Material shown: Begin

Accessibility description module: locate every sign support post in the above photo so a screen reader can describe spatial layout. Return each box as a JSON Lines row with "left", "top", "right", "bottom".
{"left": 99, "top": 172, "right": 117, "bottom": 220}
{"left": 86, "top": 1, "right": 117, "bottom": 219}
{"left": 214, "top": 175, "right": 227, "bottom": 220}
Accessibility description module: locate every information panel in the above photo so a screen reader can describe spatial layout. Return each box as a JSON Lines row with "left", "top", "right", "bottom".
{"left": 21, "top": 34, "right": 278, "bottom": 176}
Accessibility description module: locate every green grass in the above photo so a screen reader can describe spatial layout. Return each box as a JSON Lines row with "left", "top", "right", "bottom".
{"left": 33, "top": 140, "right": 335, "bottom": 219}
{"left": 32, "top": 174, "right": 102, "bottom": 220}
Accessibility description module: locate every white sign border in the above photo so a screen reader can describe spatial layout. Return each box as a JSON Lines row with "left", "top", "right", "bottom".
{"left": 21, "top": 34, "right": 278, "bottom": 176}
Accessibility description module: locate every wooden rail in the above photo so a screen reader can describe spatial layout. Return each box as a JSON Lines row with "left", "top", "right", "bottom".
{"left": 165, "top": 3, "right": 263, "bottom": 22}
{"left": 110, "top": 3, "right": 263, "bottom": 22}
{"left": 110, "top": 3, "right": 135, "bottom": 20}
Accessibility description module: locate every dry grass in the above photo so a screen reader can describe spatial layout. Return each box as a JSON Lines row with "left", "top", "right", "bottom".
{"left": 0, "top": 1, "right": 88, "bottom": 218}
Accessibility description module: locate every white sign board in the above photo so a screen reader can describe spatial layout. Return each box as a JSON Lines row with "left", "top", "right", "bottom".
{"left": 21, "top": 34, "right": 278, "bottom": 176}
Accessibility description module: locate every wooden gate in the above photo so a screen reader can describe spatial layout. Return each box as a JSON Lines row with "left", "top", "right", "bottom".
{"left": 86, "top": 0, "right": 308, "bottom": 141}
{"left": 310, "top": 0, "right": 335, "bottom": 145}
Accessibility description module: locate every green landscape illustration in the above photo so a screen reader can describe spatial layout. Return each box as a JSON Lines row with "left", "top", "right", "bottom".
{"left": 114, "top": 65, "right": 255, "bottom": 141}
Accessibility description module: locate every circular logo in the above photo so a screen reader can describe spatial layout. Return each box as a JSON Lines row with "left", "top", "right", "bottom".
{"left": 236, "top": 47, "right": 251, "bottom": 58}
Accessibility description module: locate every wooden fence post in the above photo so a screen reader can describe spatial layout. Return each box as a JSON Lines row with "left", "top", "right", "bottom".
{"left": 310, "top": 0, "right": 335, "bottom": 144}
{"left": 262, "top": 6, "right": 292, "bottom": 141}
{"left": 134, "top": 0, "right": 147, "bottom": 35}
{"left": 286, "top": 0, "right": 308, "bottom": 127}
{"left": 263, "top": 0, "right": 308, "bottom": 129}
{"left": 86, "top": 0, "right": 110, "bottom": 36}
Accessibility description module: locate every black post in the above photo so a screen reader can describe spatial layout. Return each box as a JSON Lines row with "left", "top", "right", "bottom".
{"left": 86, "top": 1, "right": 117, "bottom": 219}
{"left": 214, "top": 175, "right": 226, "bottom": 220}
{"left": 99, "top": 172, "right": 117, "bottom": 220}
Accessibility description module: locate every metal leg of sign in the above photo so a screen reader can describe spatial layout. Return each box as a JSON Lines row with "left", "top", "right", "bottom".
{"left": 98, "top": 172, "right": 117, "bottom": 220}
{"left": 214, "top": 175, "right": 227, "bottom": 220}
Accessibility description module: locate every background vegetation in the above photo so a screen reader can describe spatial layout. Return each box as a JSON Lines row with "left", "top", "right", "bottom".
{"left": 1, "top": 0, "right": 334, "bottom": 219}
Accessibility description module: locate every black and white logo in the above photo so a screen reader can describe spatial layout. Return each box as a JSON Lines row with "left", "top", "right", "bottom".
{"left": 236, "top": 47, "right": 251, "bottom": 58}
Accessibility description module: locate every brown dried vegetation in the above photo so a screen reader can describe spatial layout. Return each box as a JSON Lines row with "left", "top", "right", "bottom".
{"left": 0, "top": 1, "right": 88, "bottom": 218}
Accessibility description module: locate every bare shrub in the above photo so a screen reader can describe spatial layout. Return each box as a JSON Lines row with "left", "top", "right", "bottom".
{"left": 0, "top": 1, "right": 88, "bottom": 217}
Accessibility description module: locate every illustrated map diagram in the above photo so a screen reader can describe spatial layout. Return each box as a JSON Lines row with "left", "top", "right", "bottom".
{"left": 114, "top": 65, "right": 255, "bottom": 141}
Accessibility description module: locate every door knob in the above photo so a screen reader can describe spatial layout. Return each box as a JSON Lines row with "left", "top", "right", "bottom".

Material shown: End

- How to complete this task -
Nothing may be omitted or altered; reproduce all of the entries.

- Output of the task -
Accessibility description module: locate every sign support post in the above photo so a screen reader can describe spatial layout. Return each box as a JSON Lines row with "left", "top", "right", "bottom".
{"left": 99, "top": 172, "right": 117, "bottom": 220}
{"left": 86, "top": 1, "right": 117, "bottom": 219}
{"left": 214, "top": 175, "right": 227, "bottom": 220}
Accessibility description module: locate every information panel in the above photo so a screen reader can describe spatial layout. Return each box as a JSON Lines row with "left", "top", "right", "bottom".
{"left": 21, "top": 34, "right": 278, "bottom": 176}
Accessibility description module: locate every green grass in the above photo so a screen reader can describe spatial layout. Return each box as a JSON Lines row with "left", "top", "right", "bottom".
{"left": 33, "top": 140, "right": 335, "bottom": 219}
{"left": 32, "top": 174, "right": 102, "bottom": 220}
Accessibility description module: locate every white sign border in the above photo so a screen reader can describe spatial layout. Return each box as a JSON Lines row with "left", "top", "right", "bottom".
{"left": 21, "top": 34, "right": 278, "bottom": 176}
Accessibility description module: locate every wooden rail in the above photo so a screen reader can describe spatial layout. Return each box as a JSON Lines row with "left", "top", "right", "bottom".
{"left": 165, "top": 3, "right": 263, "bottom": 22}
{"left": 110, "top": 3, "right": 263, "bottom": 22}
{"left": 110, "top": 3, "right": 135, "bottom": 20}
Accessibility description module: locate every dry grass in the above photo so a screen reader can describe spatial layout. Return each box as a JSON Lines row with "left", "top", "right", "bottom".
{"left": 0, "top": 1, "right": 88, "bottom": 218}
Accessibility description module: locate every white sign board in the above photo so a screen reader can describe spatial layout. Return each box as a JSON Lines row with "left", "top", "right", "bottom".
{"left": 21, "top": 34, "right": 278, "bottom": 176}
Accessibility description module: locate every wooden gate in the above photo so a screen reader can describe spatial layout. Return each box as a JSON Lines row with "left", "top", "right", "bottom".
{"left": 86, "top": 0, "right": 308, "bottom": 141}
{"left": 310, "top": 0, "right": 335, "bottom": 145}
Accessibility description module: locate every green landscape illustration in the above photo so a screen reader can describe spatial layout. Return each box as a JSON Lines row with "left", "top", "right", "bottom".
{"left": 114, "top": 65, "right": 255, "bottom": 141}
Accessibility description module: locate every circular logo in the above photo so a screen reader can describe spatial layout. Return each box as a JSON Lines row with "left", "top", "right", "bottom".
{"left": 236, "top": 47, "right": 251, "bottom": 58}
Accessibility description module: locate every wooden fence post in the above photo so a screen reader can describe spatial layout. Return each box as a JSON Lines row with "left", "top", "right", "bottom".
{"left": 310, "top": 0, "right": 335, "bottom": 144}
{"left": 262, "top": 6, "right": 292, "bottom": 141}
{"left": 134, "top": 0, "right": 147, "bottom": 35}
{"left": 286, "top": 0, "right": 308, "bottom": 127}
{"left": 263, "top": 0, "right": 308, "bottom": 129}
{"left": 86, "top": 0, "right": 110, "bottom": 36}
Accessibility description module: locate every black post in the above photo so a screen reader can describe spatial layout. Return each box as a JSON Lines row with "left", "top", "right", "bottom".
{"left": 86, "top": 1, "right": 117, "bottom": 219}
{"left": 214, "top": 175, "right": 226, "bottom": 220}
{"left": 99, "top": 172, "right": 117, "bottom": 220}
Accessibility description module: locate every metal leg of sign in the above photo so a screen reader can describe spatial layout. Return each box as a JSON Lines row with "left", "top", "right", "bottom".
{"left": 98, "top": 172, "right": 117, "bottom": 220}
{"left": 214, "top": 175, "right": 227, "bottom": 220}
Accessibility description module: locate every background vegetation in the above photo so a screen reader can describe spatial layout. Return each box as a JSON Lines row with "left", "top", "right", "bottom".
{"left": 1, "top": 0, "right": 334, "bottom": 219}
Accessibility description module: locate every black and white logo in the above photo so a screen reader can describe spatial layout. Return each box as a JSON Lines row with "left", "top", "right", "bottom".
{"left": 236, "top": 47, "right": 251, "bottom": 58}
Accessibility description module: locate every brown dried vegetation in the above photo so a screen reader can describe spatial layout. Return each box as a JSON Lines row with "left", "top", "right", "bottom".
{"left": 0, "top": 1, "right": 88, "bottom": 218}
Accessibility description module: locate every bare shrub in the above photo so a screen reader can describe spatial layout. Return each box as a JSON Lines row with "left", "top", "right", "bottom".
{"left": 0, "top": 1, "right": 88, "bottom": 217}
Accessibility description module: locate every illustrated map diagram in the above photo so a screen reader can describe spatial layout. Return each box as a JSON Lines row with "left", "top", "right", "bottom".
{"left": 114, "top": 65, "right": 255, "bottom": 141}
Accessibility description module: locate every door knob in the above photo so a screen reader can describe spatial layout. Return each box as a JSON Lines row with "left", "top", "right", "bottom".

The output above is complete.